= ACTIVITY =
The lines wanted are those in the data below that include "yellow".

= RECORDS =
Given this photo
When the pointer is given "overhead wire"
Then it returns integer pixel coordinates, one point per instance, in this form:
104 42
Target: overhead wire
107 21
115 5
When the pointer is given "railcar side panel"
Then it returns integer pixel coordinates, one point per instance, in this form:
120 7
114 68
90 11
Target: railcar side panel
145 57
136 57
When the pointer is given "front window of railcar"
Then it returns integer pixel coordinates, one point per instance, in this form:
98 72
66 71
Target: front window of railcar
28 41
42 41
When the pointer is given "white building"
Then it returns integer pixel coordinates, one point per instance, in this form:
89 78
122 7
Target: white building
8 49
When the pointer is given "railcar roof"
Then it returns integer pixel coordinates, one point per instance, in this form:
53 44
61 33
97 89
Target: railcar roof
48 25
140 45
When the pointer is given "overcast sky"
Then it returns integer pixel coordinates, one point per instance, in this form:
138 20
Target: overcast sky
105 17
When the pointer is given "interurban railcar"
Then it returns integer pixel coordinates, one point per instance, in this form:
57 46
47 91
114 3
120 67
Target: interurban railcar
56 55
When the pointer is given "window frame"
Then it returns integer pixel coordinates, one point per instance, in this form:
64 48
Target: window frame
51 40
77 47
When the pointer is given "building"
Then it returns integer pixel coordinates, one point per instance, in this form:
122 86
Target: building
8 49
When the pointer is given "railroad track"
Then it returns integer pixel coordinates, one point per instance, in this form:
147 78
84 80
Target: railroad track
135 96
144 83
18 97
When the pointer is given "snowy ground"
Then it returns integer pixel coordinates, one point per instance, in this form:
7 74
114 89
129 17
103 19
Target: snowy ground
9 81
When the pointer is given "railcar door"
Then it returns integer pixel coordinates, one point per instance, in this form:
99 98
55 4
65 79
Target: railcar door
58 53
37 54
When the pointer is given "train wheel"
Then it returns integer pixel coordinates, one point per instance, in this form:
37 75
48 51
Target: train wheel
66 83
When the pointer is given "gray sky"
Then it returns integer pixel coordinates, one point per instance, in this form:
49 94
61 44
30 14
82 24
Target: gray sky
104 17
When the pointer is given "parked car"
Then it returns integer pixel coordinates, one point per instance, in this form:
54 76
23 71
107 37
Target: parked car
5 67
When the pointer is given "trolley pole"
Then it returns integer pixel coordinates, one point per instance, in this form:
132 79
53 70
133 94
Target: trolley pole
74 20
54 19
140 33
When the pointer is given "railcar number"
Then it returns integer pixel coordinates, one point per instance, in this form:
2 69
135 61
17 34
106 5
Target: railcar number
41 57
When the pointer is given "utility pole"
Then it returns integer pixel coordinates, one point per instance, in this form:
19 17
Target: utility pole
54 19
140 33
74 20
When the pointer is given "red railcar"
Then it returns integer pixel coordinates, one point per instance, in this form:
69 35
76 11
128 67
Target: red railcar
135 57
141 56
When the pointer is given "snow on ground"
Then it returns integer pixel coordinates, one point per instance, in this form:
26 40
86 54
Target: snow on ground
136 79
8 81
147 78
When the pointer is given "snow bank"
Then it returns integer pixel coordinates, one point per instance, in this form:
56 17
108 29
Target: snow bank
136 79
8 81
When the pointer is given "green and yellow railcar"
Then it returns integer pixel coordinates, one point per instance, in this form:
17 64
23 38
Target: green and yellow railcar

= TASK OUTPUT =
When the pointer is given "green and yellow railcar"
Target: green and yellow railcar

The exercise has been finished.